# What to produce
The full set of entries must be copied exactly.

# Material for this exercise
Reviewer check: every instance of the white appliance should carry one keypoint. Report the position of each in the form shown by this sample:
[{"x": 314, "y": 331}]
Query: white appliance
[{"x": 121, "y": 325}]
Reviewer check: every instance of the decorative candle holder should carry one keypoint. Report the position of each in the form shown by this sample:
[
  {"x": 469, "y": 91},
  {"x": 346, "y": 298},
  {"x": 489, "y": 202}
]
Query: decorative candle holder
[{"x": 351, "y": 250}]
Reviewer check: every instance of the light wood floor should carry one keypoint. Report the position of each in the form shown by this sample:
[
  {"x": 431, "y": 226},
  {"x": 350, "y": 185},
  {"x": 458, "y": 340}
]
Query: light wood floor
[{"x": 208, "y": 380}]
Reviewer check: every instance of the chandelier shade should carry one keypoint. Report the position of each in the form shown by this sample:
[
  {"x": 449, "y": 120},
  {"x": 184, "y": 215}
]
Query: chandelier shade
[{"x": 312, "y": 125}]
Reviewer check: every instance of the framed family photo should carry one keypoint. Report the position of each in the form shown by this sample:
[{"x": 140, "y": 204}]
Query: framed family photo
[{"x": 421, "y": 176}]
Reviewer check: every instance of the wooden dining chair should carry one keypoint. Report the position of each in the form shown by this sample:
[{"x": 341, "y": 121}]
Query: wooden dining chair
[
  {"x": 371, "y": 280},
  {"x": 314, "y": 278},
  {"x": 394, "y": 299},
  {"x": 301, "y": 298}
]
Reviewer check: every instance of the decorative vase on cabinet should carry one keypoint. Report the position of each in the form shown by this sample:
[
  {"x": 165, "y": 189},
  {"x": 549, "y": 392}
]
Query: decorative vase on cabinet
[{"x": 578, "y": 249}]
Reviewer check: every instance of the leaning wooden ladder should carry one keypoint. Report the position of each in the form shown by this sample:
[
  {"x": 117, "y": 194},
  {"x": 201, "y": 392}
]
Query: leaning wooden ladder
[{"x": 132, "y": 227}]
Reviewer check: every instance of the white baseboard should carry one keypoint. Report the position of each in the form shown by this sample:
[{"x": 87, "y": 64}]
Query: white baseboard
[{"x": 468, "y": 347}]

# Reply to the task
Reviewer check: every instance of the white appliance should carry one keypoint. Report the position of each in the form shown by this sample:
[{"x": 314, "y": 331}]
Query: white appliance
[{"x": 121, "y": 325}]
Reviewer check: every instance of the decorative candle holder should carry one keypoint. Report the position of each in the form shown by this sample:
[
  {"x": 469, "y": 91},
  {"x": 346, "y": 298},
  {"x": 489, "y": 202}
]
Query: decorative candle holder
[{"x": 351, "y": 250}]
Reviewer check: every instance of the light wood floor should carry one keypoint. Report the position of each in the form shown by this sample:
[
  {"x": 431, "y": 226},
  {"x": 350, "y": 185},
  {"x": 458, "y": 340}
]
Query: light wood floor
[{"x": 208, "y": 380}]
Reviewer check: every instance of the chandelier shade should carry one keypoint. Report the position of each in the form shown by this sample:
[
  {"x": 449, "y": 120},
  {"x": 184, "y": 215}
]
Query: chandelier shade
[{"x": 312, "y": 125}]
Reviewer check: every instance of the framed family photo should carry one keypoint. Report the position of each in the form shown by this sample:
[{"x": 140, "y": 204}]
Query: framed family photo
[{"x": 421, "y": 176}]
Reviewer check: every instance of the wooden dining chair should carry one keypoint. Report the position of each in the form shown by this sample:
[{"x": 341, "y": 121}]
Query: wooden dining chair
[
  {"x": 371, "y": 280},
  {"x": 314, "y": 278},
  {"x": 394, "y": 299},
  {"x": 301, "y": 298}
]
Reviewer check: every instance of the decorative vase on cabinet should carry one keypoint. Report the position of each in the form shown by this sample:
[
  {"x": 165, "y": 189},
  {"x": 549, "y": 392}
]
Query: decorative vase on cabinet
[{"x": 578, "y": 249}]
Reviewer check: every instance of the leaning wooden ladder should carry one keypoint. Report the position of each in the form shown by this sample:
[
  {"x": 117, "y": 194},
  {"x": 201, "y": 392}
]
Query: leaning wooden ladder
[{"x": 132, "y": 227}]
Reviewer check: every instance of the white baseboard should carry one keypoint. Report the position of each in the form shown by this sample:
[{"x": 87, "y": 64}]
Query: white baseboard
[{"x": 468, "y": 347}]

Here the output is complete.